** Opening Entries shown block **

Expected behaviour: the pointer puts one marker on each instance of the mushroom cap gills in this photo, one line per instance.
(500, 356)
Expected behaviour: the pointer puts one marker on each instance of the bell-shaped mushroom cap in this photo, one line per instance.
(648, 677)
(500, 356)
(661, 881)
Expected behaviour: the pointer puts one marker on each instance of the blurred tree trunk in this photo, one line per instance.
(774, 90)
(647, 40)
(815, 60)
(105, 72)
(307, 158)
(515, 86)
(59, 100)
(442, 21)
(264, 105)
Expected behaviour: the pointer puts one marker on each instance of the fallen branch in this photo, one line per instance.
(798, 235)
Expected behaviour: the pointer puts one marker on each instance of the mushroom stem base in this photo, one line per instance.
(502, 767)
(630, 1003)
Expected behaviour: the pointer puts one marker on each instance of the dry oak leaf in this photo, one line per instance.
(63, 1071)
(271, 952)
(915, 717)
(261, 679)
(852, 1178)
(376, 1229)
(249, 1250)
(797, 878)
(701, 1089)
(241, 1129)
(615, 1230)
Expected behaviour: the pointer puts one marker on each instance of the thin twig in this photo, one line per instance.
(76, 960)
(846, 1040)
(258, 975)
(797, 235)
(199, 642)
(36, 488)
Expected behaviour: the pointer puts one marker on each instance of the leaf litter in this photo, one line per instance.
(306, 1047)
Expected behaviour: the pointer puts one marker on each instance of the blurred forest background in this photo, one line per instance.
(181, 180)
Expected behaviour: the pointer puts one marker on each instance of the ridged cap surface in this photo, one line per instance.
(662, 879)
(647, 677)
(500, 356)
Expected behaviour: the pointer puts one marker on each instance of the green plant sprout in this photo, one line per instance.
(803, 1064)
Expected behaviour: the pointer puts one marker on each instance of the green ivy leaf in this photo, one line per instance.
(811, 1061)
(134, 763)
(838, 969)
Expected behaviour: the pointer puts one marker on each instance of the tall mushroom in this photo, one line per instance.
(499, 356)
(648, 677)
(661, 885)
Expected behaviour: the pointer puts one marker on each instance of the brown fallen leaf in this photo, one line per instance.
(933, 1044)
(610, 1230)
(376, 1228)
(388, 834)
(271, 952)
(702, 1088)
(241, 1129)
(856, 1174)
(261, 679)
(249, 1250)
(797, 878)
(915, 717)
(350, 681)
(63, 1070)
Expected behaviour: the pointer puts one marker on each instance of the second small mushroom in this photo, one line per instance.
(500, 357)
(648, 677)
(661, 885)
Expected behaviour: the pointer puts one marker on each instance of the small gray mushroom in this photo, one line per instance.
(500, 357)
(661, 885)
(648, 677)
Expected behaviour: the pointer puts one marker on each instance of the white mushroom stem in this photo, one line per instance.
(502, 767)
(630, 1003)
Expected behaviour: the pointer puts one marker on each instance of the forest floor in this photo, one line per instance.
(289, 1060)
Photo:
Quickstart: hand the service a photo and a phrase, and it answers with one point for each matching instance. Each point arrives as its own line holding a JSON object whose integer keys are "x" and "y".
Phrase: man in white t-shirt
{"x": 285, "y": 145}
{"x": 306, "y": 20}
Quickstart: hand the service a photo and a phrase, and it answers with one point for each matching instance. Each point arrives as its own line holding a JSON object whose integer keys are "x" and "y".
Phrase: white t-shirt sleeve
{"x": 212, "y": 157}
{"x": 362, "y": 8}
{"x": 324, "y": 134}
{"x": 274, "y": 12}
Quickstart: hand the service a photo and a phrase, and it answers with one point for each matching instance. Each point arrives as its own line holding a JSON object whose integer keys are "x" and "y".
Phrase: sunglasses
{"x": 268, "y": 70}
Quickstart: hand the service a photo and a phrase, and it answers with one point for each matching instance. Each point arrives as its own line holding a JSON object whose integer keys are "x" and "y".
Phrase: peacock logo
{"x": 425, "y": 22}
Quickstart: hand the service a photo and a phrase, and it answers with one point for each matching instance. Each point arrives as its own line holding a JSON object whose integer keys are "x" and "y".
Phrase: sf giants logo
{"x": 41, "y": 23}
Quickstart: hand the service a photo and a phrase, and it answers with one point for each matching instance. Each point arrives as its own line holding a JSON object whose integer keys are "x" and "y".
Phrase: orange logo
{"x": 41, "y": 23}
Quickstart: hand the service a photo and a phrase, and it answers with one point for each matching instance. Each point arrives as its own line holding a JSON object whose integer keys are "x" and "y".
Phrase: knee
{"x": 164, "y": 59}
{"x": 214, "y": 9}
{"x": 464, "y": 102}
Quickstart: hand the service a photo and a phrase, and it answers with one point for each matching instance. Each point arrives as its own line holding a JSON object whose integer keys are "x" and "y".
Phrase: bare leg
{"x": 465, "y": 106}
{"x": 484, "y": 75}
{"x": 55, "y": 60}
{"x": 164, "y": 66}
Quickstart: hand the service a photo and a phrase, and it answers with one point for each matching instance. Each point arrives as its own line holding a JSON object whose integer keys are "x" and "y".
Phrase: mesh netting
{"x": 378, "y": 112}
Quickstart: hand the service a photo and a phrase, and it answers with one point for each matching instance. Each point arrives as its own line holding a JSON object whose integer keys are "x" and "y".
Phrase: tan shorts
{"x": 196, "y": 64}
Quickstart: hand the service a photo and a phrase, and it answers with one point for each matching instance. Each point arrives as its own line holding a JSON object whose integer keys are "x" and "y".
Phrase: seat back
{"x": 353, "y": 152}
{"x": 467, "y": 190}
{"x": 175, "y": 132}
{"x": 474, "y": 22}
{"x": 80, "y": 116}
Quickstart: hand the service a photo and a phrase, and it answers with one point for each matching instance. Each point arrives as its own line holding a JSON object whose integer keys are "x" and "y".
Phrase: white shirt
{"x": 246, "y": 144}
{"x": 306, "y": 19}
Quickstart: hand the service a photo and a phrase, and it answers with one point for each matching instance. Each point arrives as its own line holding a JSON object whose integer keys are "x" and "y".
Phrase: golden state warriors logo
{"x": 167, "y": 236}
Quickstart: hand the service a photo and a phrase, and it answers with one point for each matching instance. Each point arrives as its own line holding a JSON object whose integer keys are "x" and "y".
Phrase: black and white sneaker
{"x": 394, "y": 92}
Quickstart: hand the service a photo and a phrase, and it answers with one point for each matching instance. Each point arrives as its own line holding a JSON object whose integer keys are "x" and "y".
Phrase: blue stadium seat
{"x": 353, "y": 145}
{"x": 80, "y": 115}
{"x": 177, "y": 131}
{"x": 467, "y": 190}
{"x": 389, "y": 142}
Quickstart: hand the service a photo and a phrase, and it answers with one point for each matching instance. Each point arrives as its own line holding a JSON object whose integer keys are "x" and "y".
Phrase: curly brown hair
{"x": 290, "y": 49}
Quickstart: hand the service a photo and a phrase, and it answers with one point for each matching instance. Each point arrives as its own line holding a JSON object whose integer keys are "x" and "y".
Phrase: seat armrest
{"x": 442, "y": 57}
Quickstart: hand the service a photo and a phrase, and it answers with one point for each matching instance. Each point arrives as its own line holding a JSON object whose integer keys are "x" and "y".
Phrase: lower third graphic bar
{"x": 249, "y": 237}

** Closing Entries shown block **

Exercise details: Exactly as given, restate all the lines above.

Reply to the task:
Expected behaviour: the pointer puts one marker on each instance of the mushroom cap gills in this photo, one line per instance.
(500, 356)
Expected behaviour: the pointer puts one marker on each instance of the bell-shaped mushroom cap in this photo, one line per instance.
(648, 677)
(500, 356)
(661, 881)
Expected behaviour: the pointer puts one marker on each instance of the blurred tree trunk in this photo, one line per instance.
(774, 90)
(647, 40)
(815, 60)
(105, 72)
(307, 158)
(515, 86)
(59, 100)
(442, 21)
(264, 105)
Expected behaviour: the pointer puts one marker on each instance of the fallen branch in this photo, one line per instance.
(798, 235)
Expected behaviour: the pointer puts one marker on each instance of the mushroom stem base in this photo, one line per instance.
(502, 767)
(630, 1003)
Expected behaviour: the pointer puts one marker on each instance of the dry oak leaf in this photo, one line per instance.
(63, 1071)
(271, 952)
(915, 717)
(261, 679)
(852, 1178)
(376, 1229)
(249, 1250)
(797, 878)
(701, 1089)
(241, 1129)
(615, 1230)
Expected behaviour: the pointer puts one marker on each instance of the thin twig in this photo, one line per instance.
(76, 960)
(846, 1040)
(258, 975)
(797, 235)
(199, 642)
(36, 488)
Expected behaviour: the pointer puts one marker on each instance of the leaf litter in this photo, one line per instance.
(306, 1047)
Expected behaviour: the pointer puts one marker on each instance of the blurred forest background in this photo, one line per instance.
(181, 180)
Expected behaviour: the pointer puts one marker on each instance of the ridged cap surface in this photo, one line per instance.
(662, 879)
(647, 677)
(500, 356)
Expected behaviour: the pointer puts one marker on each instance of the green plant sprout in this photo, one line per instance.
(803, 1064)
Expected behaviour: the pointer puts one marker on each instance of the green ivy leaf in this photo, one line per instance.
(811, 1061)
(134, 763)
(838, 969)
Expected behaviour: the pointer puts one marker on each instance of the tall mushroom in this photo, one line per instance.
(499, 356)
(648, 677)
(661, 885)
Expected behaviour: the pointer puts one marker on each instance of the brown fallen leaf in this photo, one line per instance.
(933, 1044)
(610, 1230)
(376, 1228)
(388, 834)
(271, 952)
(702, 1088)
(241, 1129)
(856, 1174)
(261, 679)
(249, 1250)
(797, 878)
(915, 717)
(350, 681)
(63, 1070)
Expected behaviour: the pointer puts one marker on each instance of the second small mushroom in this photo, one line per instance.
(500, 357)
(648, 677)
(661, 885)
Expected behaviour: the pointer puts one marker on each instance of the small gray mushroom in this photo, one line per instance.
(500, 357)
(661, 885)
(648, 677)
Expected behaviour: the pointer puts one marker on each instance of the white mushroom stem in this photo, one line per instance.
(502, 767)
(630, 1003)
Expected behaviour: the pointer puts one marker on each instance of the forest floor in this photo, one line per instance.
(289, 1060)
Photo:
Quickstart: hand the service a photo and a phrase, and it answers with one point for each matching instance. Each point arrives as its own line holding a JSON object whose integer keys are "x" and "y".
Phrase: man in white t-shirt
{"x": 285, "y": 145}
{"x": 306, "y": 20}
Quickstart: hand the service a photo and a phrase, and it answers with one point for each matching instance. Each point arrives as its own line holding a JSON object whose integer keys are "x" and "y".
Phrase: white t-shirt sleeve
{"x": 212, "y": 157}
{"x": 362, "y": 8}
{"x": 324, "y": 134}
{"x": 274, "y": 12}
Quickstart: hand the service a photo and a phrase, and it answers with one point for each matching instance. Each point arrives as its own line holding a JSON object whose integer keys are "x" and "y".
Phrase: sunglasses
{"x": 268, "y": 70}
Quickstart: hand the service a photo and a phrase, and it answers with one point for each matching instance. Each point arrives as its own line holding a JSON object whose integer keys are "x" and "y".
Phrase: peacock logo
{"x": 425, "y": 22}
Quickstart: hand the service a photo and a phrase, and it answers with one point for each matching instance. Each point arrives as its own line holding a JSON object whose integer keys are "x" and "y".
Phrase: sf giants logo
{"x": 41, "y": 23}
Quickstart: hand the service a photo and a phrase, and it answers with one point for each matching instance. Each point arrives as its own line holding a JSON object whose integer keys are "x" and "y".
Phrase: orange logo
{"x": 41, "y": 23}
Quickstart: hand the service a photo and a phrase, and it answers with one point for each matching instance. Each point arrives as its own line holding a JSON object whose integer keys are "x" and "y".
Phrase: knee
{"x": 164, "y": 59}
{"x": 214, "y": 9}
{"x": 464, "y": 102}
Quickstart: hand the service a photo and a phrase, and it answers with one point for each matching instance. Each point arrives as its own line holding a JSON object whose integer keys are "x" and "y".
Phrase: bare leg
{"x": 465, "y": 106}
{"x": 484, "y": 75}
{"x": 55, "y": 60}
{"x": 164, "y": 66}
Quickstart: hand the service a photo and a phrase, and it answers with one point for each matching instance. Each point arrives as its own line holding a JSON object whose integer keys are "x" and "y".
Phrase: mesh netting
{"x": 378, "y": 112}
Quickstart: hand the service a photo and a phrase, and it answers with one point for each matching instance. Each point arrives as its own line holding a JSON object whose integer keys are "x" and "y".
Phrase: tan shorts
{"x": 196, "y": 64}
Quickstart: hand the service a photo and a phrase, and it answers with one point for each matching instance. Each point arrives as its own line holding a JSON object whose integer keys are "x" and "y".
Phrase: seat back
{"x": 353, "y": 152}
{"x": 467, "y": 190}
{"x": 175, "y": 132}
{"x": 474, "y": 22}
{"x": 80, "y": 116}
Quickstart: hand the service a photo and a phrase, and it answers with one point for each matching instance. Each point arrives as its own line holding a JSON object whose integer keys are "x" and "y".
Phrase: white shirt
{"x": 246, "y": 144}
{"x": 306, "y": 19}
Quickstart: hand the service a photo and a phrase, and it answers with one point for each matching instance. Each point arrives as its own line holding a JSON object whose integer keys are "x" and "y".
Phrase: golden state warriors logo
{"x": 167, "y": 236}
Quickstart: hand the service a photo and a phrase, and it answers with one point for each matching instance. Each point arrives as its own line holding a JSON object whose integer keys are "x" and "y".
Phrase: black and white sneaker
{"x": 394, "y": 92}
Quickstart: hand the service a photo and a phrase, and it answers with one point for each matching instance. Each point arrives as its own line holding a JSON object whose integer keys are "x" and "y".
Phrase: blue stadium seat
{"x": 353, "y": 145}
{"x": 80, "y": 115}
{"x": 177, "y": 131}
{"x": 467, "y": 190}
{"x": 389, "y": 142}
Quickstart: hand the service a photo and a phrase, and it answers with one point for each matching instance. Each point arrives as its own line holding a JSON object whose integer keys are "x" and "y".
Phrase: curly brown hair
{"x": 290, "y": 49}
Quickstart: hand the service a photo and a phrase, and it answers with one point for each matching instance. Each point arrives as its own line holding a JSON object whose integer keys are "x" and "y".
Phrase: seat armrest
{"x": 442, "y": 57}
Quickstart: hand the service a photo and a phrase, and it answers with one point for each matching instance. Each point arrives as its own line holding a JSON object whose integer keys are "x" and "y".
Phrase: lower third graphic bar
{"x": 249, "y": 237}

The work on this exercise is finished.